▼▼▼
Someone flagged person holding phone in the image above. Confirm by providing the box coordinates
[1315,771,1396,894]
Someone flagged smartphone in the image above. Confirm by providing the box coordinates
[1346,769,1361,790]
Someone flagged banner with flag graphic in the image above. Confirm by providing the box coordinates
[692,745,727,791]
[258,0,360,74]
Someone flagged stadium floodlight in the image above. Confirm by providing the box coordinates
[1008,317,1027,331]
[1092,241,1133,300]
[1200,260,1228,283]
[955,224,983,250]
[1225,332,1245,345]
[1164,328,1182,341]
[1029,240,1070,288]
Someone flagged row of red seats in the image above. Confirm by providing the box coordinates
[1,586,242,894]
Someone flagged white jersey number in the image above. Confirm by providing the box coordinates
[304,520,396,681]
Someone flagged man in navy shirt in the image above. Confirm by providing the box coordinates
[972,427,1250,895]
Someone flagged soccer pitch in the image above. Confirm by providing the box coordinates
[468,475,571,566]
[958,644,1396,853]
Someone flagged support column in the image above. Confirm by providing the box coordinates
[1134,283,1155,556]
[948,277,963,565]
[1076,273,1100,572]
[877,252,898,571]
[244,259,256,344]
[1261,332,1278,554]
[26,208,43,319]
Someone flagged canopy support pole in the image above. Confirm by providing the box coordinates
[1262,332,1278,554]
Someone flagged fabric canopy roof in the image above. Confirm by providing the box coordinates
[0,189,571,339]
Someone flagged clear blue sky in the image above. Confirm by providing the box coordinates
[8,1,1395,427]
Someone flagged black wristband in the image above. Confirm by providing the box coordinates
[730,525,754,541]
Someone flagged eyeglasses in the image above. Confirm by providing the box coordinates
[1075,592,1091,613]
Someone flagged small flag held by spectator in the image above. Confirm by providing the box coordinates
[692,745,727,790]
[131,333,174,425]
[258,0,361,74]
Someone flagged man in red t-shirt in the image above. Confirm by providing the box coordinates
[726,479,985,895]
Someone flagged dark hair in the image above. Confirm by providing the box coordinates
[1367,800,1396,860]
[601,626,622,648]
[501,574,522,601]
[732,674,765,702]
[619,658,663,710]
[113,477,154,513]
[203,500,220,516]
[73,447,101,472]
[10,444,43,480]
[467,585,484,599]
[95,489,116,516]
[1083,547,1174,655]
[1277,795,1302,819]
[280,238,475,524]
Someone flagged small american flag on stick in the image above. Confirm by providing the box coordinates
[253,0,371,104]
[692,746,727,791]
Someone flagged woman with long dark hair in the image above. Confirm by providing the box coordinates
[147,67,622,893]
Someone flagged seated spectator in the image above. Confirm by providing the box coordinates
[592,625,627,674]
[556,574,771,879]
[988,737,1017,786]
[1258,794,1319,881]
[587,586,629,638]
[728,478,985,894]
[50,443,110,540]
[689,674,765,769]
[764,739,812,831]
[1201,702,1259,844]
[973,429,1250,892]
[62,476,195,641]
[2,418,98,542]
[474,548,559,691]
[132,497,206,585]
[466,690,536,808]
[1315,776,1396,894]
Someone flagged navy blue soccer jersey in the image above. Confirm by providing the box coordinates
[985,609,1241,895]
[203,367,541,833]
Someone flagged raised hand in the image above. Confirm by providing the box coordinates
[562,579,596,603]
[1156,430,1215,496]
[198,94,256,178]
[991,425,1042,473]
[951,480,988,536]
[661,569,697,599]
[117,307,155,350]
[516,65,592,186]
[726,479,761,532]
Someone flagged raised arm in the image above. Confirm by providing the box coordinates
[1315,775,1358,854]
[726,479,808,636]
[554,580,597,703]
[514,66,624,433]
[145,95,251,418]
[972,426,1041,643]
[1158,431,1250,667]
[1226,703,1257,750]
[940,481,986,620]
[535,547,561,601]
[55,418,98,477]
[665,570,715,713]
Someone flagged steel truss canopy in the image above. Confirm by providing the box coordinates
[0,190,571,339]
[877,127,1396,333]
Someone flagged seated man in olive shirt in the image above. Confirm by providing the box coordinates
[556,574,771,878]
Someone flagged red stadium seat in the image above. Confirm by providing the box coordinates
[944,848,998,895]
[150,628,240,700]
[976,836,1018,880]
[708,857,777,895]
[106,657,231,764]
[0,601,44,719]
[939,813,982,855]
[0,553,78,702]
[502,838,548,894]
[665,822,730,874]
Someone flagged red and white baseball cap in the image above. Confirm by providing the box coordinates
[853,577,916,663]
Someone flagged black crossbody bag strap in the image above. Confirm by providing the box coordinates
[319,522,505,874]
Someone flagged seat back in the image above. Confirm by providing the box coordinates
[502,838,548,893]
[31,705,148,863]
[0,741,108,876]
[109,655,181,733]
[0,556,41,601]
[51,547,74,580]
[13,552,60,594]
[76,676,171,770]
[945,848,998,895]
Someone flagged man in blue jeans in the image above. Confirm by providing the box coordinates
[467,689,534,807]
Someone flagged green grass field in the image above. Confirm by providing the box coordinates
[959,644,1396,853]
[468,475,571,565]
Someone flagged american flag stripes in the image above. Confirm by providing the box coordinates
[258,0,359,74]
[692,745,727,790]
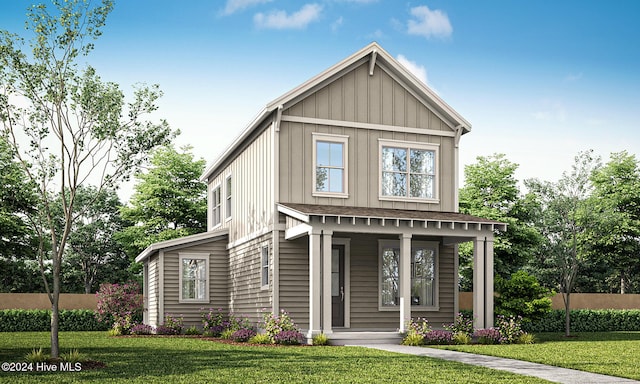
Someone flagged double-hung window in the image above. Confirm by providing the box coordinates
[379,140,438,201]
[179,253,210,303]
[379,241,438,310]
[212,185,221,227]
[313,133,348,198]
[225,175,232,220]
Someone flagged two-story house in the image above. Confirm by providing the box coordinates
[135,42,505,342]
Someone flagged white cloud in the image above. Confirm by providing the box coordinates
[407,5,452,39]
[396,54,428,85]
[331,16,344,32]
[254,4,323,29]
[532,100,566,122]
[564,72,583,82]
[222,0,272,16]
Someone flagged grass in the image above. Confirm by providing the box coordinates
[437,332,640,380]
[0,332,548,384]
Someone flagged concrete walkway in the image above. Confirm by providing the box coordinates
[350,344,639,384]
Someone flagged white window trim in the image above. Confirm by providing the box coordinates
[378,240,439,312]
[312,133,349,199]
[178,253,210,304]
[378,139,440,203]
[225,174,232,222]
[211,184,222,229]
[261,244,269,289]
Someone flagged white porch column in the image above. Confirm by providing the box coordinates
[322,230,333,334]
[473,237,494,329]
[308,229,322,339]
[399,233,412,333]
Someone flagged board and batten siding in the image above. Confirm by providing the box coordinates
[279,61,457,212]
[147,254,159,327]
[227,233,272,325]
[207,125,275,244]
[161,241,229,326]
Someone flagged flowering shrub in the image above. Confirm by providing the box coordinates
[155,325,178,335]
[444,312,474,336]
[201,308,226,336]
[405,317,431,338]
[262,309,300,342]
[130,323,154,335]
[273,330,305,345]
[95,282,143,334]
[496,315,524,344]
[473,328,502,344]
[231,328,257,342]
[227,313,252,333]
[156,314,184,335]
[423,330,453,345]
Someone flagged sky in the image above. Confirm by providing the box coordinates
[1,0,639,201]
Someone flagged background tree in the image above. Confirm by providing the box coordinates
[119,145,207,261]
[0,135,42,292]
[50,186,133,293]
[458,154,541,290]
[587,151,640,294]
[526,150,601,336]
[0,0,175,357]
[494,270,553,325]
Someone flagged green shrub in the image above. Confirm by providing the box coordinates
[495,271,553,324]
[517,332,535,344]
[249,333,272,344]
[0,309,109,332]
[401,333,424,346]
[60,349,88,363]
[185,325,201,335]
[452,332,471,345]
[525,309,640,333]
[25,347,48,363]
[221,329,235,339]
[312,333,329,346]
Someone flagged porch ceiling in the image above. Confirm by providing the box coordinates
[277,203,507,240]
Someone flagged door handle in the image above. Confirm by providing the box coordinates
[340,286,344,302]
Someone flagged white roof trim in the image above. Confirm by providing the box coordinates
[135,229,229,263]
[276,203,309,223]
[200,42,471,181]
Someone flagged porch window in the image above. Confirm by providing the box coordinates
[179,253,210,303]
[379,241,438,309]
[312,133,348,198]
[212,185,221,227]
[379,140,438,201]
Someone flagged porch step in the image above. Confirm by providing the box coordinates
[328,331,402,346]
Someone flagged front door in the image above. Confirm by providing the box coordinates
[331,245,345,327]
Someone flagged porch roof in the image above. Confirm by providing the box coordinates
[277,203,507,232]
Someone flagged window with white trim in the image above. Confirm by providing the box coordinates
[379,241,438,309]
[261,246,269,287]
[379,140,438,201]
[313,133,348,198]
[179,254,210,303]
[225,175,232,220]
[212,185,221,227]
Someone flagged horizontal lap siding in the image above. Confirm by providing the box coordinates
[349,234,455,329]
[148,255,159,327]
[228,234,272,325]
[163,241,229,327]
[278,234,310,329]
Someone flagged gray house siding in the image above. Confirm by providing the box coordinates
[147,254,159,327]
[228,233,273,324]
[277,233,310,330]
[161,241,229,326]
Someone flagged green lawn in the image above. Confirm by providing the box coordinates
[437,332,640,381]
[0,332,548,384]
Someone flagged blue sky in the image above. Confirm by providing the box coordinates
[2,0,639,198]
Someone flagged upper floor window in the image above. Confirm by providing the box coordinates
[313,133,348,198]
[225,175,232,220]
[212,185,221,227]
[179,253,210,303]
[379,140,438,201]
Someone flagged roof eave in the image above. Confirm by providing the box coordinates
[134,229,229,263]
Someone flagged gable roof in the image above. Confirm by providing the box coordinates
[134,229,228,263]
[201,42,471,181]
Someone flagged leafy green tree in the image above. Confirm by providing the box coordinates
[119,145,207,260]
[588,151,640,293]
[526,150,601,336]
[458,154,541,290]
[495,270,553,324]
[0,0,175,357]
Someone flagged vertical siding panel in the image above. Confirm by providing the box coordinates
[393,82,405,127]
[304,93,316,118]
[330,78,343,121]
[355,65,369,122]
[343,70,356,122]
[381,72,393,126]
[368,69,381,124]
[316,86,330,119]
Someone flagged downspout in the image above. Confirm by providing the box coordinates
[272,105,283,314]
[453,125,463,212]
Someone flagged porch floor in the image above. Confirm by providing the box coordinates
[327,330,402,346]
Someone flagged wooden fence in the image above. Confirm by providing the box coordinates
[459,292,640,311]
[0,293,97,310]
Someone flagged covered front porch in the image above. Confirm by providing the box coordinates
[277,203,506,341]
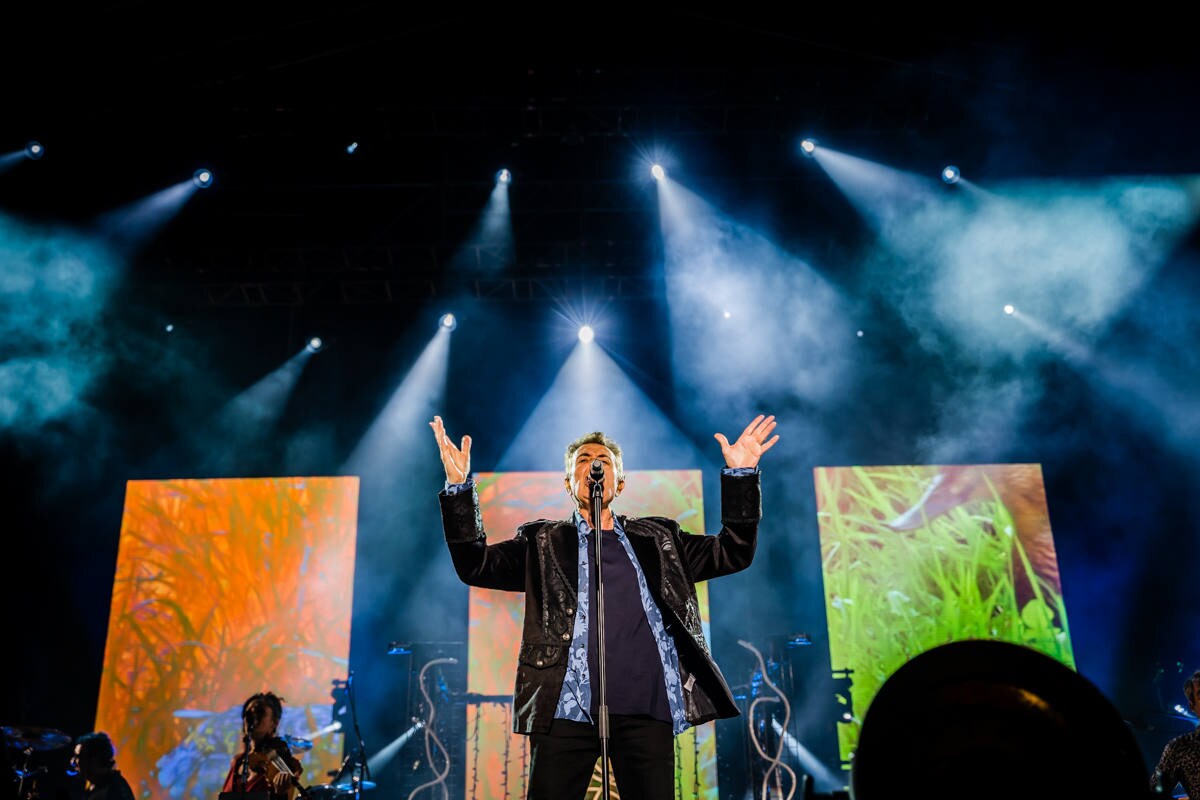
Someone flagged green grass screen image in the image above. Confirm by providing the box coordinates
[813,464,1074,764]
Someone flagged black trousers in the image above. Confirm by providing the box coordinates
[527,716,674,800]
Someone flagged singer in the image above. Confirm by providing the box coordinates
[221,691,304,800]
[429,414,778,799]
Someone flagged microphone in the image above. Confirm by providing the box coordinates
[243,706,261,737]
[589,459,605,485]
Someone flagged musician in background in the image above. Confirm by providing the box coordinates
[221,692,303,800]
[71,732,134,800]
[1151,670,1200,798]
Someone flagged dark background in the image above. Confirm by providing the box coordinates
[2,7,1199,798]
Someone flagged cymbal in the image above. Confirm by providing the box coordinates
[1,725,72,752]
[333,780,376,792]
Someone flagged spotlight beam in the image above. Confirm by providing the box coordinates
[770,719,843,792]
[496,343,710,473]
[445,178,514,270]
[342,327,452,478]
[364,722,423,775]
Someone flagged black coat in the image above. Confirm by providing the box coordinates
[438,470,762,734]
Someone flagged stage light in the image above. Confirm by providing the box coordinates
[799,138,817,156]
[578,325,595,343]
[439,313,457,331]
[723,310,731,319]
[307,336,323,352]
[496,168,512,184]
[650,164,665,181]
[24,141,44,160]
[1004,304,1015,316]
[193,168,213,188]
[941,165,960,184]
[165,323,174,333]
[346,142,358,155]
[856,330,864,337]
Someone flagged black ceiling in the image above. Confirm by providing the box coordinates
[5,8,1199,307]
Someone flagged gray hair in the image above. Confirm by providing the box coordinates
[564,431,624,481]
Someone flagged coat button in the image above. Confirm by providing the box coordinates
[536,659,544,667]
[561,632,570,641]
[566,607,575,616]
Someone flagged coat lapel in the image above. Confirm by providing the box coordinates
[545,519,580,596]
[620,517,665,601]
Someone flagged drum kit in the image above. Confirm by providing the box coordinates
▲▲▲
Return, word for word, each line from the one that contains "Someone flagged black coat" through the end of the listing above.

Someone flagged black coat in the image above. Confirm by providing the box coordinates
[438,470,762,734]
Someone flagged stage light in the image above. Confirm by providing the box coordinates
[799,138,817,156]
[578,325,595,343]
[439,313,457,331]
[723,310,731,319]
[307,336,323,352]
[496,168,512,184]
[650,164,665,181]
[24,141,44,160]
[1004,304,1015,316]
[193,168,213,188]
[941,165,960,184]
[165,323,174,333]
[346,142,358,155]
[856,330,864,337]
Someone flagged black ceiling in the image above. Confirm by providing the box coordinates
[5,8,1199,307]
Someone flagged gray hair in the image above. Confirm by providing the box coordinates
[564,431,624,481]
Someone flagged coat button in the image above. Confirm by providing the box coordinates
[536,659,544,667]
[561,632,570,641]
[566,607,575,616]
Someone flagged coat lapel in the image above. Confirm by providing the box coordinates
[545,519,580,596]
[620,517,665,601]
Someone flagged drum kit in the image above. Confirm by providing the box coordinates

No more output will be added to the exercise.